ИСХОДНЫЙ ФРАГМЕНТ ::
____

# Форум на русском языке  > Основы информационной безопасности  > Общая сетевая безопасность  >  Как соединить 2 компьютера через свитч ?

## compik

Есть 2 компа, на одном установлен Windows 7, а на другом Windows XP. Интернет у обеих идет через свитч. Все нужные IP адреса для подключения к инету прописаны, и на XP и на семерке интернет нормально работает. 

Возможно ли подключить эти 2 компа через свитч ? Если да, хотелось бы узнать что и как нужно сделать. Заранее огромное спасибо.

Еще я что то не так сделал, теперь программы не открываются.. при нажатии на ярлыки открывается такое.
Может подскажите что не так ?

----------

Надоело быть жертвой? Стань профи по информационной безопасности, получай самую свежую информацию об угрозах и средствах защиты от ведущего российского аналитического центра Anti-Malware.ru:

----------


## PavelA

> Возможно ли подключить эти 2 компа через свитч ?


У Вас именно свич, а не роутер? Вы хотите чтобы "железка" раздавала Интернет?

----------

compik

----------


## compik

*PavelA*, спасибо за ответ. 
Да, именно свитч. Интернет нормально работает на обеих компьютерах. Нужно чтобы была возможность безопасного доступа к файлам на обеих компьютерах.

____

НАБОР ДАННЫХ ::
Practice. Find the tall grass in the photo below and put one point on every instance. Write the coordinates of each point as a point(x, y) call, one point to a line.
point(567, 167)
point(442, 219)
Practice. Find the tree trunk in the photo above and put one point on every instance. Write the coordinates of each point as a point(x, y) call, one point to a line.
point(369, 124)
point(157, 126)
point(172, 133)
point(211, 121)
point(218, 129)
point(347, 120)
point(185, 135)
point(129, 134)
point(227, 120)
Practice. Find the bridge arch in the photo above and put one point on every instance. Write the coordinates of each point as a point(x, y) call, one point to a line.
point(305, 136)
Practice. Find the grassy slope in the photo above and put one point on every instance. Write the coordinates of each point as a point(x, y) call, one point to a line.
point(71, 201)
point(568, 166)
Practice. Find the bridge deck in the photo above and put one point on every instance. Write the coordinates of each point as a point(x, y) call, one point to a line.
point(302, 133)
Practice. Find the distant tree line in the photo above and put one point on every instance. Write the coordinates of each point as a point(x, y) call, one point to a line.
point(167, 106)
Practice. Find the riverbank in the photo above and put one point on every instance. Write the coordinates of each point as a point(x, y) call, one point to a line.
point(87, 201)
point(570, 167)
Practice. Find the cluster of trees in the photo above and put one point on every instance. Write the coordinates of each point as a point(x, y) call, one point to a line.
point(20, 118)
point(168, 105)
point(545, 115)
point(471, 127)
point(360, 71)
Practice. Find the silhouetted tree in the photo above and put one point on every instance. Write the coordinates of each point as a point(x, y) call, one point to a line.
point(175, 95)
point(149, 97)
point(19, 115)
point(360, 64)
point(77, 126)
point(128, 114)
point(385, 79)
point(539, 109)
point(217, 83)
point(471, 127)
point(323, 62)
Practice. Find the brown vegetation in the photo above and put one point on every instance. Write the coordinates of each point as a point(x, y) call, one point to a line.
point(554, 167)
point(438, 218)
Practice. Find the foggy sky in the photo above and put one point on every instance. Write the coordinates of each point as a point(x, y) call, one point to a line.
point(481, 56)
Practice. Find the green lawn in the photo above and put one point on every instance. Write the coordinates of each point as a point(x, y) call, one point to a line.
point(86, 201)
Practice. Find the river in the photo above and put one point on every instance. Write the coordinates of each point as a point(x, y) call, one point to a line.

____

ЗАДАНИЯ ::
1. Выпишите из обсуждения о подключении двух компьютеров через свитч все разделы форума, которые указаны в заголовке перед названием темы.
2. Продолжите обсуждение о подключении двух компьютеров через свитч после последнего приведенного сообщения.
Эти данные взяты из другого источника.

ОТВЕТЫ ПО ЗАДАНИЯМ ::
1.
Форум на русском языке
Основы информационной безопасности
Общая сетевая безопасность

2.
ПС. А с файлами как быть ? Как восстановить все ? - http://f1.s.qip.ru/WMlLyF3M.jpg

----------


## PavelA

Тут срабатывает политика безопасности. Пользователи у Вас в системах по разному зовутся?

По-простому это понизить уровень UAC в 7-ке, по-хорошему назвать пользователей одинаково.

----------

compik

----------


## compik

Спасибо за ответ. Просто я не очень разбираюсь в этом. Можно поподробнее ?

ПС. А с файлами как быть ? Как восстановить все ? - http://f1.s.qip.ru/WMlLyF3M.jpg

----------


## PavelA

На картинке про файлы ничего нет. Напишите поподробнее.

----------

compik

----------


## compik

Попробовал сам подключить сеть, наверное какие то настройки поменял, но что именно точно не знаю..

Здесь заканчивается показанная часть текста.